#### [Aim]
Copy the passage of the Bayesian filtering forum thread from "Bayesian filtering for ORF RSS" to "release or not.", word for word.

#### [Text excerpt]
>>>
Bayesian filtering for ORF - ORF Forums

Bayesian filtering for ORF RSS Back to forum

1

I know this has been a feature request for several years now, but has not made it into ORF. I was curious if there's any continued development to include this in the next release or not.

I continue to get more than what I would consider "several spam" emails that make it through ORF almost every day. I've posted about this before and implemented all the suggested feedback without it making much improvements. The spam is the same type and likely the same person(s). I'm pretty sure they are in North America as they follow the traditional work day and weekend schedule for the US. I get spam starting in the morning and it continues throughout the day and tapers off in the evening. I typically don't get any during the weekends or US observed holidays.

Anyway, I think a Bayesian type filtering is probably one of the few things that may work with this type of spam. If Bayesian filtering is not planning to be implemented in a future release, can an add-on Bayesian filtering be run on the same mail server or would it have to be sent to another mail server?

Here are some past threads with what I've tried and discovered.

http://vamsoft.com/forum/topic/470/secondary-spam-toolprogram-or-additional-help-with-orf-config
http://vamsoft.com/forum/topic/477/blacklisting-specific-string-during-smtp-communications

Another recent post that appears to have similar type spam.

http://vamsoft.com/forum/topic/499/persistent-spam

Thanks
Josh

by Josh more than 10 years ago
2

@Josh: Bayesian filtering is unlikely to get implemented in the near future in ORF for various reasons, but setting up an add-on Bayesian filter on the same server could work (or using a command line tool via the External Agent feature).
<<<
#### [Provided data]
>>>
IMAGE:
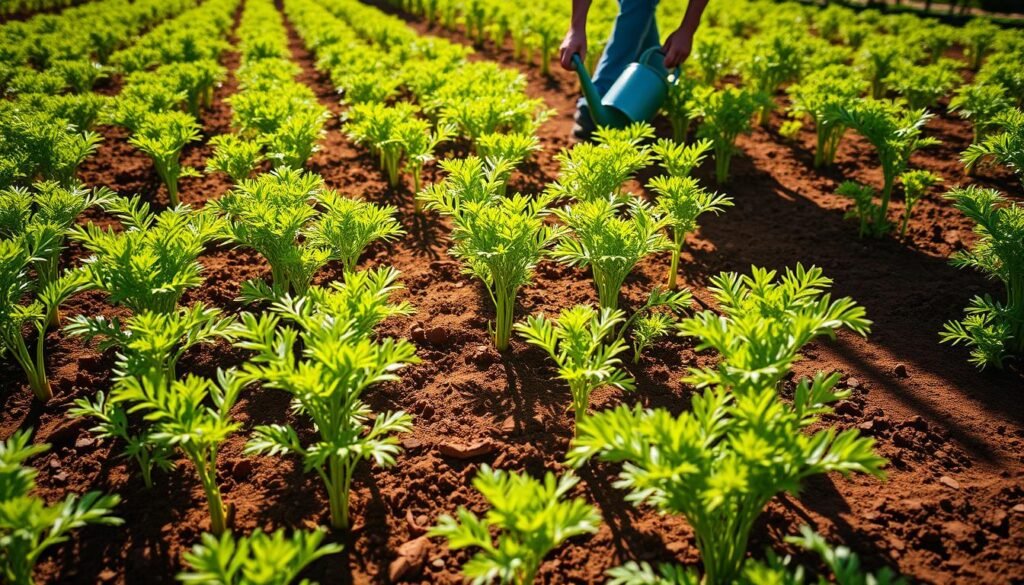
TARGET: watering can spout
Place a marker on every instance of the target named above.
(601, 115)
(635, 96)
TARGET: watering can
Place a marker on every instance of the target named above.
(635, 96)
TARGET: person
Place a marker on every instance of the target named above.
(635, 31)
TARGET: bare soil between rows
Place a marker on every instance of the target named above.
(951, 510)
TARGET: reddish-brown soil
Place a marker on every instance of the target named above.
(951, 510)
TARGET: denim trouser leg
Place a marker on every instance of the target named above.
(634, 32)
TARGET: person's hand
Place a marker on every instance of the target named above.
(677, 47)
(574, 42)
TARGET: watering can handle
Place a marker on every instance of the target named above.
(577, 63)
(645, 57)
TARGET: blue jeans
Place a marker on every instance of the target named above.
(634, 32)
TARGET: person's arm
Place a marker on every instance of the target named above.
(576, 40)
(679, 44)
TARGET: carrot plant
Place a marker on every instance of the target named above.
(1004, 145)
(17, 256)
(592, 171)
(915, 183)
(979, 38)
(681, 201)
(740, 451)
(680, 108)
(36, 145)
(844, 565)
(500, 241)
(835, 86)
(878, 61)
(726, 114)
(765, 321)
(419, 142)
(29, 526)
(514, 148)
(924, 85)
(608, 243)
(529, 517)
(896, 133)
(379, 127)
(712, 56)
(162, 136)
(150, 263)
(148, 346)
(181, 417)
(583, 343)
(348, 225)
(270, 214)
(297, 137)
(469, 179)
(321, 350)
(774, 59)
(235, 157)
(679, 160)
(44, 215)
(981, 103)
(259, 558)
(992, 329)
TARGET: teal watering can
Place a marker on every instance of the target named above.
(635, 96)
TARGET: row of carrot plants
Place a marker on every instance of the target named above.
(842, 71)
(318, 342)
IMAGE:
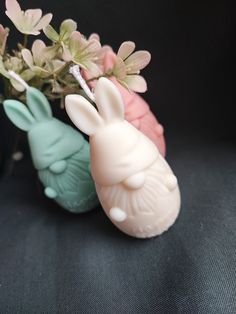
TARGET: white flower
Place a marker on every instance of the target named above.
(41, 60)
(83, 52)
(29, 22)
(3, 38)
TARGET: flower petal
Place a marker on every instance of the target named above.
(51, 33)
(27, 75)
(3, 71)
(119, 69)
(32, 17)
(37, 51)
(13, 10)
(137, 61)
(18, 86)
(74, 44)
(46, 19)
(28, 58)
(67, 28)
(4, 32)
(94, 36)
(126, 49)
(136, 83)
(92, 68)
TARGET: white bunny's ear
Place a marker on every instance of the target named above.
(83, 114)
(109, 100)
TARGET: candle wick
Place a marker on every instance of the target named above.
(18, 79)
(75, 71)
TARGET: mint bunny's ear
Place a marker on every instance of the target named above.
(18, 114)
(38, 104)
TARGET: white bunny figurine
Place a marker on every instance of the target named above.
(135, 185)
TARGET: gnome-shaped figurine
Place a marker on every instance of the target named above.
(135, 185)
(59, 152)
<<<
>>>
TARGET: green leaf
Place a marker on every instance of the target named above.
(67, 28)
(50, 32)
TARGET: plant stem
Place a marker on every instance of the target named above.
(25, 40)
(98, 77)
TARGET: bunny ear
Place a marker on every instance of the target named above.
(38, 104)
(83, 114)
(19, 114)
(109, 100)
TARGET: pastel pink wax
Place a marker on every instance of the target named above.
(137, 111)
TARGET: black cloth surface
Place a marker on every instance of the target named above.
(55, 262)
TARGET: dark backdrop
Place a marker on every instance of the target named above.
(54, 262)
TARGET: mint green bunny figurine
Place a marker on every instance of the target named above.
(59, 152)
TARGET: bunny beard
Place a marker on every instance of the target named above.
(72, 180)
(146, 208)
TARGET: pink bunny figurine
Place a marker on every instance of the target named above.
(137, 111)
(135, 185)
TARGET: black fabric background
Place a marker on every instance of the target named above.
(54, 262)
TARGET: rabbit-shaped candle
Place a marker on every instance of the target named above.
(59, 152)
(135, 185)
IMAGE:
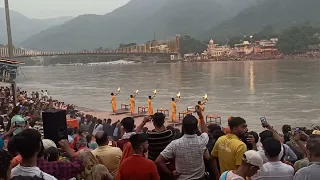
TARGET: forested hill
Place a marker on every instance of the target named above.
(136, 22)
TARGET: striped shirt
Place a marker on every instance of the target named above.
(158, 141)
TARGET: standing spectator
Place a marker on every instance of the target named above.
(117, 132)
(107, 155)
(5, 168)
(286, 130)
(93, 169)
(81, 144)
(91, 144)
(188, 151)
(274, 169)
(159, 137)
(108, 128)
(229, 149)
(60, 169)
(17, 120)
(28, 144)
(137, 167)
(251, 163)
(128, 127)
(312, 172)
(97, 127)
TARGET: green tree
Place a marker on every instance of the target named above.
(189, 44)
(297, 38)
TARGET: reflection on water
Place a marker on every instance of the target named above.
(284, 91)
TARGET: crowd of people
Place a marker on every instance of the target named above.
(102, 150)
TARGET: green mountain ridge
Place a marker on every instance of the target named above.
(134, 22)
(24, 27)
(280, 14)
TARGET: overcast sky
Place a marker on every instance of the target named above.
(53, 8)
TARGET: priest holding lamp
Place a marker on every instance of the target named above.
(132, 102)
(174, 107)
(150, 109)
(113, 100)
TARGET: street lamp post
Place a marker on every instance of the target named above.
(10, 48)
<<<
#### [Answer to the problem]
Bayesian filtering for ORF RSS Back to forum

1

I know this has been a feature request for several years now, but has not made it into ORF. I was curious if there's any continued development to include this in the next release or not.